### Written task
Print out every line, exactly as written.

### Supplied information
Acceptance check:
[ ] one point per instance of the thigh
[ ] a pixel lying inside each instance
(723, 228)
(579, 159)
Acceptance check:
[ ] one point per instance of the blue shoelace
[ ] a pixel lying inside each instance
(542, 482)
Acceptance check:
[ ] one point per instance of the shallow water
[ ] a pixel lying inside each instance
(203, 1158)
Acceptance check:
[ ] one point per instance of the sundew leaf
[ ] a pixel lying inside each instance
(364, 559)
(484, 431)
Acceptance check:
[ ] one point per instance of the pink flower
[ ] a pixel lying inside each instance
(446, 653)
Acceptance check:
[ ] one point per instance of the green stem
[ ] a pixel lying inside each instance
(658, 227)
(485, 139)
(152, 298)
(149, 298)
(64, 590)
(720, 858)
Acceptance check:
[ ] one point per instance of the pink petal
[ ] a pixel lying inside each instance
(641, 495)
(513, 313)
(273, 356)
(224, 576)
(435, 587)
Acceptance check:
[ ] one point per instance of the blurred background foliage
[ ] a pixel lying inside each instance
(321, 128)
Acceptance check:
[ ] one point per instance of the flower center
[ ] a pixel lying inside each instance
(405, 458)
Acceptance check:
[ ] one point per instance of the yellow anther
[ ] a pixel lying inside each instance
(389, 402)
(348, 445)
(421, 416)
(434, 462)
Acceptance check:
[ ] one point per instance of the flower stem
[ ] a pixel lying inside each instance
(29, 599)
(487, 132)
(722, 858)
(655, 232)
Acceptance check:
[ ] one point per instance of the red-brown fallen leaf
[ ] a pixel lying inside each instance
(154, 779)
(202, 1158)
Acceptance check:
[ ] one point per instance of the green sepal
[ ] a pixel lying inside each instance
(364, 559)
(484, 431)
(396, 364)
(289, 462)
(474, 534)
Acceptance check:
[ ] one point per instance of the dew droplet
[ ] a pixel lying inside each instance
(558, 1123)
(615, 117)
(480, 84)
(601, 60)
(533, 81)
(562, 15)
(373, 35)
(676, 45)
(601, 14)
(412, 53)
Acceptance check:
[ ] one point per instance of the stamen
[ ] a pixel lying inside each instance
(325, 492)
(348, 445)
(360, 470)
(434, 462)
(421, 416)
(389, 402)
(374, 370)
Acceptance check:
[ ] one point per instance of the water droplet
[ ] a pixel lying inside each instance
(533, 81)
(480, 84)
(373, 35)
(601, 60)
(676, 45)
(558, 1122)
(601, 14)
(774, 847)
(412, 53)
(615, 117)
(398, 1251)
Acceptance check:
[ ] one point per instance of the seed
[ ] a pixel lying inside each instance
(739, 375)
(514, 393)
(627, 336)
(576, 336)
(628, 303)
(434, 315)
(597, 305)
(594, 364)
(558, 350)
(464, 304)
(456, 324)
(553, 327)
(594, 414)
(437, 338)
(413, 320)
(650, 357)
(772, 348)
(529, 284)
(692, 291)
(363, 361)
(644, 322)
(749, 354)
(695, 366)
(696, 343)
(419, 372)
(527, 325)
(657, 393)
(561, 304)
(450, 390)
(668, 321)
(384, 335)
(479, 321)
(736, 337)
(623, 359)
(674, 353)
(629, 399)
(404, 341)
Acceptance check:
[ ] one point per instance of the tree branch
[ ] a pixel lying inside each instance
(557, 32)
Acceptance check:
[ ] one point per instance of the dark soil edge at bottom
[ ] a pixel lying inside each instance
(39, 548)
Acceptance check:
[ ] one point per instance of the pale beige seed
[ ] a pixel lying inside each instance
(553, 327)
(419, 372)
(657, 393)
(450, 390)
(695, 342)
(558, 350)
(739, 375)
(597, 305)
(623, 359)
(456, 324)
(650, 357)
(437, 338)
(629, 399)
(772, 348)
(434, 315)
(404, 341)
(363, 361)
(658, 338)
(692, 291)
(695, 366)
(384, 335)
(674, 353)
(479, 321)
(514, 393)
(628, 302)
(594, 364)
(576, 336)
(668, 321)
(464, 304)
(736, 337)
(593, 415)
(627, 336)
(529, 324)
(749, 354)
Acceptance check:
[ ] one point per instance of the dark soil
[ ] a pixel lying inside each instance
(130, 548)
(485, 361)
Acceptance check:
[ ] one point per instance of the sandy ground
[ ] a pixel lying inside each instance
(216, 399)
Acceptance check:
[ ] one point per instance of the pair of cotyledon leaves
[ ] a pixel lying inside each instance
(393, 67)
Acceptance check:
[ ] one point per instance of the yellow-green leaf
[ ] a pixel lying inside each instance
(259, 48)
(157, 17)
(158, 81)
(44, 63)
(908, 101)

### Result of this exercise
Acceptance check:
[ ] one point per instance of the thigh
[ ] a pixel lying inside each instance
(723, 228)
(579, 159)
Acceptance check:
[ ] one point per instance of the blue shoelace
[ ] a pixel lying inside each instance
(542, 482)
Acceptance check:
[ ] one point per instance of the shallow water
[ ] a pixel lying inside each instance
(203, 1158)
Acceptance check:
[ ] one point per instance of the sundew leaf
[ ] a pixel lying inside each instance
(364, 559)
(484, 431)
Acceptance check:
[ ] one point per instance of the pink flower
[ ] a pixel lying inside each instance
(446, 653)
Acceptance check:
[ ] one point per instance of the green stem
[ ] a pixel lying inside each instance
(658, 227)
(485, 139)
(152, 298)
(149, 298)
(64, 590)
(720, 858)
Acceptance check:
[ ] one point per instance of the pink petal
[ ] a pixel lying inside each instance
(641, 495)
(513, 313)
(273, 356)
(224, 576)
(435, 587)
Acceptance check:
[ ] one point per instance of the blurred background foliage
[ ] a pixel lying inside each instance
(321, 128)
Acceptance check:
[ ] one point per instance of the flower center
[ ] a pixel lying inside each instance
(405, 458)
Acceptance check:
[ ] one point per instance of the yellow anther
[ ] a pixel lying inside each instance
(389, 402)
(348, 445)
(421, 416)
(434, 462)
Acceptance check:
[ ] one point per instance of the flower stem
[ ] a pixel lying inside each instance
(29, 599)
(487, 132)
(722, 858)
(655, 232)
Acceptance check:
[ ] one point per instance of the red-brown fallen leaf
[ ] a pixel lying inside each instance
(154, 779)
(202, 1158)
Acceptance check:
[ ] one point per instance of the green sepal
[ ] a pixel lying inside each instance
(364, 559)
(484, 431)
(396, 364)
(289, 462)
(474, 534)
Acceptance check:
[ ] one point per instance of the dew droplet
[ ] a pixel lying inside each instance
(558, 1123)
(615, 117)
(480, 84)
(601, 60)
(533, 81)
(562, 15)
(373, 35)
(676, 45)
(601, 14)
(412, 53)
Acceptance check:
[ ] one point per instance of the stamen
[ ] a pixel lying inside each instance
(325, 492)
(348, 445)
(360, 470)
(434, 462)
(421, 416)
(389, 402)
(374, 370)
Acceptance check:
[ ] one point per instance of the water droplet
[ ] a pixel lying inside each instance
(533, 81)
(480, 84)
(373, 35)
(601, 60)
(676, 45)
(558, 1122)
(601, 14)
(774, 847)
(412, 53)
(615, 117)
(398, 1251)
Acceptance check:
[ ] one point per instance of the seed
[ ] a pixel lying inside each instance
(739, 375)
(514, 393)
(627, 336)
(576, 336)
(628, 303)
(434, 315)
(597, 305)
(594, 364)
(558, 350)
(464, 304)
(456, 324)
(553, 327)
(594, 414)
(437, 338)
(413, 320)
(650, 357)
(772, 348)
(529, 284)
(692, 291)
(363, 361)
(644, 322)
(749, 354)
(695, 366)
(696, 343)
(419, 372)
(527, 325)
(657, 393)
(561, 304)
(450, 390)
(668, 321)
(384, 335)
(479, 321)
(736, 337)
(623, 359)
(674, 353)
(629, 399)
(404, 341)
Acceptance check:
[ ] one point per instance of the tree branch
[ ] a pixel lying inside each instance
(557, 32)
Acceptance check:
[ ] one point per instance of the dark soil edge at bottom
[ ] a pixel lying inside each instance
(39, 548)
Acceptance check:
[ ] one point per instance of the pale beige seed
[ ] a pixel lying inside each instance
(553, 327)
(419, 372)
(657, 393)
(450, 390)
(695, 342)
(558, 350)
(739, 375)
(597, 305)
(623, 359)
(456, 324)
(650, 357)
(437, 338)
(629, 399)
(772, 348)
(434, 315)
(404, 341)
(363, 361)
(658, 338)
(692, 291)
(695, 366)
(384, 335)
(674, 353)
(479, 321)
(514, 393)
(628, 302)
(594, 364)
(576, 336)
(668, 321)
(464, 304)
(736, 337)
(593, 415)
(627, 336)
(529, 324)
(749, 354)
Acceptance check:
[ ] one point per instance of the dark soil
[ ] a pixel lying inside each instance
(130, 548)
(485, 361)
Acceptance check:
[ ] one point per instance of the sandy ground
[ ] a pixel lying inside each instance
(216, 399)
Acceptance check:
[ ] one point per instance of the pair of cotyledon leaves
[ ] a pixel lying inside each instance
(393, 67)
Acceptance check:
[ ] one point per instance of the yellow-green leaf
[ ] a pixel lying inside each instance
(259, 48)
(157, 17)
(158, 81)
(44, 63)
(908, 101)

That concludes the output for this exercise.